Geciteerde tekst:

'Ik heb me altijd aangetrokken gevoeld tot gekken, kinderen en verslaafden,' zegt regisseur Terry Gilliam. 'Want hun gekte, hun kinderlijke onschuld maakt ze vrij, en laat ze op een onbevangen manier naar de wereld kijken.'
Geen wonder dat Tideland, de nieuwe film van ex-Python Gilliam (Brazil, Twelve Monkeys), vol zit met gekken, kinderen en verslaafden. Tideland is onversneden Gilliam. Een grimmig sprookje over de tienjarige Jeliza-Rose, die zich terugtrekt in haar eigen fantasiewereld als kort na elkaar haar moeder en vader overlijden aan een overdosis heroïne.
Er zit in Tideland niet één normaal personage. Maar dit is dan ook geen realistische, maar een surrealistische film . Eekhoorns gaan praten en afgerukte poppenhoofdjes (Jeliza-Rose heeft er vier, het zijn afspiegelingen van haar karakter) knipogen of fronsen de wenkbrauwen.
De film is gebaseerd op het gelijknamige boek van schrijver Mitch Cullin, die het boek naar Gilliam opstuurde in de hoop dat die er een film van zou maken. Gilliam: 'Op een dag verveelde ik me, pakte Cullins boek en na een paar pagina's wist ik het al: dit is een prachtig boek.'
Wat greep u zo aan in het boek
?
'Dat kan je zien op het doek. Wat wij filmden is wat hij schreef. Het was
vooral de stem van het meisje. Het boek is geschreven in de eerste persoon, we
zien de wereld door haar ogen. En wat een wereld! Ik heb nog nooit zo'n vreemde
combinatie gezien. Aan de ene kant de onschuld van Jeliza-Rose, die het liefst
een gewoon gezinnetje wil, en aan de andere kant al die verontrustende
gebeurtenissen en groteske personages. Hoeveel films heb je gezien waarin een
meisje op de schoot van haar dode vader gaat zitten en de vliegen wegjaagt? Dat
beeld viel me meteen op toen ik het boek las. Of dat ze later ziet hoe haar
vader wordt uitgebeend door zijn ex-geliefde en wordt geprepareerd als een
opgezet dier?
Werkelijk alle personages zijn wanhopig. Ik vind dat Mitch
Cullin de moderne maatschappij heel goed heeft doorzien. Hij waarschuwde me wel
voor het feit dat er een verschil is tussen het lezen en het zien van dergelijke
gruwelijkheden. Ik weet niet of ik in Tideland grenzen heb overschreden, maar
dat merk ik snel genoeg als de film uitgaat.'
Heeft u daar al iets van
gemerkt op de festivals?
'In Spanje liepen mensen weg toen Jeliza-Rose haar
vader hielp met het spuiten van heroïne.'
Dat is tien minuten in de film!

Gegevens:
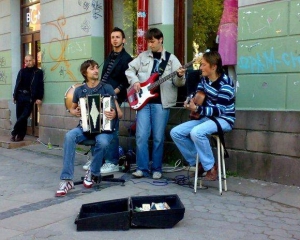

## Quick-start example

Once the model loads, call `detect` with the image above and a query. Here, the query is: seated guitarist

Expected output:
[171,52,235,181]
[125,28,185,179]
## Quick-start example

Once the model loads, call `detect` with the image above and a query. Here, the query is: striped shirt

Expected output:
[197,74,235,127]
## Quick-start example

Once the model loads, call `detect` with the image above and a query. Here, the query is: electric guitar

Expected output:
[127,53,202,110]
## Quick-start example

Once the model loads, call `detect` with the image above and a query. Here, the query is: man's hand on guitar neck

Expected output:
[133,82,141,93]
[183,98,198,112]
[177,67,185,78]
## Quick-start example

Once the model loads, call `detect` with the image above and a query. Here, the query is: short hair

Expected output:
[111,27,125,38]
[203,51,224,74]
[24,54,34,59]
[80,59,99,81]
[145,28,164,40]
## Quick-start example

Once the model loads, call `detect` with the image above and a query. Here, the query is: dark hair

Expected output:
[145,28,164,43]
[203,51,224,74]
[80,59,99,81]
[111,27,125,38]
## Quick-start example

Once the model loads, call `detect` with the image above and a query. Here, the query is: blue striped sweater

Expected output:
[197,74,235,127]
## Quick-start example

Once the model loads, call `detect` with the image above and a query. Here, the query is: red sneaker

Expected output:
[83,170,98,188]
[55,180,74,197]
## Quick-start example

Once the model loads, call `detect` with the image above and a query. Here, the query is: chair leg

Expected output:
[217,137,222,195]
[194,153,199,193]
[221,144,227,192]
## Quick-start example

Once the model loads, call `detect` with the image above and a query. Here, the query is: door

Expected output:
[21,32,42,137]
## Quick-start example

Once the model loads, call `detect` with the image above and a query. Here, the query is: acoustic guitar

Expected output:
[187,91,205,120]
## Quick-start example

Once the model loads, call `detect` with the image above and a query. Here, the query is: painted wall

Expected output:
[41,0,104,104]
[236,0,300,111]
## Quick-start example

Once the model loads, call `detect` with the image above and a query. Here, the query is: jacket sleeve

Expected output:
[125,55,141,86]
[118,55,132,91]
[170,54,185,87]
[13,70,22,100]
[33,70,44,101]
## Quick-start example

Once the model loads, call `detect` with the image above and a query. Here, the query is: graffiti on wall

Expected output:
[81,19,91,33]
[0,57,6,67]
[0,57,7,84]
[47,17,76,81]
[239,7,286,37]
[238,43,300,73]
[78,0,103,19]
[0,70,7,84]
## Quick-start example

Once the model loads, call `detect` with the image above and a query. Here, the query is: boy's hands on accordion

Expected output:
[104,108,117,120]
[69,103,81,117]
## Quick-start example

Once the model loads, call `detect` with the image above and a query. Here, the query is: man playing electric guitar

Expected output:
[125,28,185,179]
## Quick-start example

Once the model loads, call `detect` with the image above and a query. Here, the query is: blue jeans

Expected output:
[104,120,119,165]
[136,103,170,177]
[170,117,232,171]
[60,127,114,180]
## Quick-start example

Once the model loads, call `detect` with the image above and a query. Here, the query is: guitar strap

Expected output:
[207,116,229,158]
[159,51,171,76]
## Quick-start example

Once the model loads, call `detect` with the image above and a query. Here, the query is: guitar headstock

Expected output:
[193,52,203,64]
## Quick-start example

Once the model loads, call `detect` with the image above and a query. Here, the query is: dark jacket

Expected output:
[101,48,132,104]
[13,66,44,102]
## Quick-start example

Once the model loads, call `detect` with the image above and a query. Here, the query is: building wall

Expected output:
[0,0,300,186]
[232,0,300,186]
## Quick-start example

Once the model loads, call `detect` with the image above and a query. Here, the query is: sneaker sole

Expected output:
[101,168,120,173]
[83,182,93,188]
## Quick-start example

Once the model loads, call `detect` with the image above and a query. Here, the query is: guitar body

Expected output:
[127,53,202,110]
[190,91,205,120]
[127,73,159,110]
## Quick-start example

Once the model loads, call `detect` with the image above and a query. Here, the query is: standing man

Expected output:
[83,27,132,173]
[10,54,44,142]
[125,28,185,179]
[55,60,122,197]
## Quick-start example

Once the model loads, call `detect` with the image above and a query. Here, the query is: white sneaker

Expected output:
[152,172,162,179]
[82,160,92,171]
[100,163,119,173]
[132,170,144,178]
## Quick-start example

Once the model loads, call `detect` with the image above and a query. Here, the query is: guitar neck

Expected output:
[149,60,195,90]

Opdrachten:
1. Beantwoord deze vragen over het interview over Tideland:
(a) Op welk boek is de film gebaseerd?
(b) Hoeveel afgerukte poppenhoofdjes heeft Jeliza-Rose?
(c) In welk land liepen mensen weg uit de film?
2. Kun je het interview over Tideland in twee zinnen samenvatten?
3. Hervat het interview over Tideland na de laatste zin.
De lijst staat los van het interview over Tideland.

Antwoorden:
1.
(a) Op het gelijknamige boek van schrijver Mitch Cullin.
(b) Vier.
(c) In Spanje.

2. Tideland, de nieuwe film van Terry Gilliam naar het boek van Mitch Cullin, is een surrealistisch en grimmig sprookje over de tienjarige Jeliza-Rose. Zij trekt zich terug in haar eigen fantasiewereld als haar moeder en vader kort na elkaar overlijden aan een overdosis heroïne, en Gilliam werd in het boek vooral gegrepen door haar stem.

3.
'Tsja, in Spanje is heroïne volkomen taboe. Wist ik niet. Hahaha. Een andere
scène die veel stof deed opwaaien is als Jeliza-Rose make-up aanbrengt op het
gezicht van Dickens, een twintigjarige, zwakbegaafde jongen met wie ze
vriendschap sluit. En vooral als ze hem even later begint te kussen en de
slaapkamer in duwt.'
Het zijn ongemakkelijke scènes, maar het lijkt alsof
u zich daarin bewust heeft ingehouden.
'Ik wilde haar seksuele ontwaken
tonen, maar wel in alle onschuld. Ik wilde helemaal niet laten zien hoe een
tienjarig meisje geneukt wordt door een zwakbegaafde twintiger, maar er is wel
seksualiteit bij het meisje. Ik weet dat mensen die geld in deze film hebben
gestopt erg blij waren met deze scène. Ze waren namelijk doodsbang dat ik over
de grens zou gaan, maar dat deed ik niet.'
Maar is uw grens ook de onze?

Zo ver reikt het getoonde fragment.